- **What is required**
Please carry on the essay about pigs below, picking up after its last sentence.

- **Excerpt provided**
• • • •

I read somewhere that pigs make great pets; that you can put them on a leash, and they’ll follow you around like obedient little Yorkshire terriers. Like a loyal dog, they will respond to a name and come when you call them.
According to the Chinese horoscope, I am “a pig,” having been born during the year of one. This pleases me because pigs are cheerful, benevolent creatures. I’m happy to be associated with such traits. Also, pigs are representative of prosperity and intelligence. I like that, too. Although I’m still waiting…
I bonded with a pig once. I was young, broken-hearted, and looking for an adventure. In an impulsive move, I’d hopped on a Greyhound bus destined for the Cariboo region of British Columbia, lured by the fact it was unfamiliar and far away from a lot of memories I wanted to forget.
Anyway, back to the pig. She was of the Charlotte’s Web variety: big. Pink. And smiley (despite the food that always seemed to be stuck in her whiskers).
I called her Miranda because it seemed a fancy “pink” sort of name, and I think she liked it.
I would visit with her every morning before I started my shift, singing her Bruce Cockburn songs as I filled her feed trough with kitchen scraps from the main lodge. “Rumours of Glory” and “Wondering Where the Lions Are” (it was the 80’s, after all).
She would eat her slop and smile at me in all her dazzling pink glory, and when I got tired of singing, I’d rant to her about my ex-boyfriend: the one who had betrayed me. Twice.
Miranda was a good listener and never judgemental, not even when I confided that I hoped my ex would contract a nasty social disease that would be resistant to penicillin. I appreciated that about Miranda, and ever since, I’ve had a soft spot for pigs.
Anyway, I have another pig story. This one occurred years ago on a day I accompanied my friend, Erica, to a potential daycare she was curious about. She and her four-year-old daughter had just relocated to the island from Vancouver, and I had volunteered to help settle her in.

• • • •

- **Provided material**
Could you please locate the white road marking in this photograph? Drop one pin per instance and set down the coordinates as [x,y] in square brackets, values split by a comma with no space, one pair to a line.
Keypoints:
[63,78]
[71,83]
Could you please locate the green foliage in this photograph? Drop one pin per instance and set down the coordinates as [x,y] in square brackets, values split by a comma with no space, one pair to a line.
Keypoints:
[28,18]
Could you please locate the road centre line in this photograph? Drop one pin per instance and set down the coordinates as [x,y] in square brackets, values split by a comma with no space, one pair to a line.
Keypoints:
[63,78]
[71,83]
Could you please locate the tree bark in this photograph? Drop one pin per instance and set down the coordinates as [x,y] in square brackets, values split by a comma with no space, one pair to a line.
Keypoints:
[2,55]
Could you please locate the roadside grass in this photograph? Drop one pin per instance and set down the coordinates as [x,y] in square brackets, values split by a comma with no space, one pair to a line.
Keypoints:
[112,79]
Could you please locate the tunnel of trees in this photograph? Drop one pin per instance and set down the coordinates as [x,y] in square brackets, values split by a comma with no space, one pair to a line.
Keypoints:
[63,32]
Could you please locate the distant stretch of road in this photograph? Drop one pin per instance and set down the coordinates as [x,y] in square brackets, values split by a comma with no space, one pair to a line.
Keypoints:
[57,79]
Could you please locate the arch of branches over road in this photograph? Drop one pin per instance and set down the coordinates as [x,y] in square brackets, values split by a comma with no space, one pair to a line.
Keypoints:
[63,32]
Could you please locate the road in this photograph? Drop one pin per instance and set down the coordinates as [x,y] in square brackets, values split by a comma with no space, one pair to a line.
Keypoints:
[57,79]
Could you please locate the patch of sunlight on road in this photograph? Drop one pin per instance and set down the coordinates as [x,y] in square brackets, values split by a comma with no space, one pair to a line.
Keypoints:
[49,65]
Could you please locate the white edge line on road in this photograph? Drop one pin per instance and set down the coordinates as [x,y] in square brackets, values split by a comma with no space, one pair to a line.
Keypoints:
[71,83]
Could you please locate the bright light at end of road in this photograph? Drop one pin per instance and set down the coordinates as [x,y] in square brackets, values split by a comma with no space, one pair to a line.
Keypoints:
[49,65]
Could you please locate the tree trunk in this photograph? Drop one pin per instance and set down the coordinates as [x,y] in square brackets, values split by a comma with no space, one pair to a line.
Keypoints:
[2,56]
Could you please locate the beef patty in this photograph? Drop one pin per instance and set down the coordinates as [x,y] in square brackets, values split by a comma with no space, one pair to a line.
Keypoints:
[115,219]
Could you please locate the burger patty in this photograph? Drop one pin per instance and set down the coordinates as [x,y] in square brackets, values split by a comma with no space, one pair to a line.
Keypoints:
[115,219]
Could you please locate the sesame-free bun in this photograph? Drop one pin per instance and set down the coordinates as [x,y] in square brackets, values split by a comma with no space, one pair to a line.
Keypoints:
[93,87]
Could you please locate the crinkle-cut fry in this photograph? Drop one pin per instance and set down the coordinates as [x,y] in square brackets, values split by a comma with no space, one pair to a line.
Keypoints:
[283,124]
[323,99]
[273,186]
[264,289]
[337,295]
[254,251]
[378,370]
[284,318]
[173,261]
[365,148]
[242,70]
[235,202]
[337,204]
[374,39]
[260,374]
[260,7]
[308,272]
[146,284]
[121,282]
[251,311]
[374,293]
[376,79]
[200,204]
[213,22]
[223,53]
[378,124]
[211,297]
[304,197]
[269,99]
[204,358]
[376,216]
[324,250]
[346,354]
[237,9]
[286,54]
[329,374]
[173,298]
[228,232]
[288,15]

• • • •

- **Answer to this problem**
The daycare was called The Yellow House and was located at the end of a quiet country road, flanked on one side by a field of nodding sunflowers. Behind its white picket fence, several newborn lambs frolicked in a pasture beneath a giant maple tree, and when we got out of our car, we noticed two fat golden labs stretched out on the wrap-around verandah. It was very Norman Rockwellish, and things looked promising. Then again, looks can be deceiving.
When we stepped up onto the porch, a tall thin woman in a purple broom skirt came to the door. She appeared calm — serene, even — and smelled of lavender and patchouli and something else. Garlic, I think.
“Welcome,” she said. “I’m Amber. Please. Come inside. All the children are here today. And you can meet Ophelia.”
“Ophelia” turned out to be a giant pink and brown pig, about the size of a Shetland pony. She was reclining on a jade-green Victorian settee in the middle of the front room, a blue plastic tiara perched upon her bristly pink head.
One little girl, armed with a paper cup of sequins and a glue stick, was decorating Ophelia’s ears, and a boy with an orange mohawk was painting the pig’s hooves with tapioca from his pudding cup.
“Aren’t you worried about one of the children getting injured?” my friend Erica asked.
Amber smiled. “You know,” she said. “You are your thoughts. So, we don’t wish to manifest scenarios like that here at The Yellow House.”
“Oh,” Erica said, hugging her then 4-year-old daughter close to her side.
“It’s the same thing with insurance,” Amber said. “If you buy it, you are just asking the Universe to deliver some kind of horrendous accident.”
Speechless, Erica and I watched in horror as a small child donning a cowboy hat and plastic spurs on his sneakers popped over the settee and landed upon Ophelia’s middle with an audible thump.
The pig snorted, shifted, and turfed the tyke onto the hardwood floor, after which he began to wail.
“Oh, Wilder!” Amber said, clapping her hands together. “Just like a real cowboy! And Ophelia is your bucking bronc!”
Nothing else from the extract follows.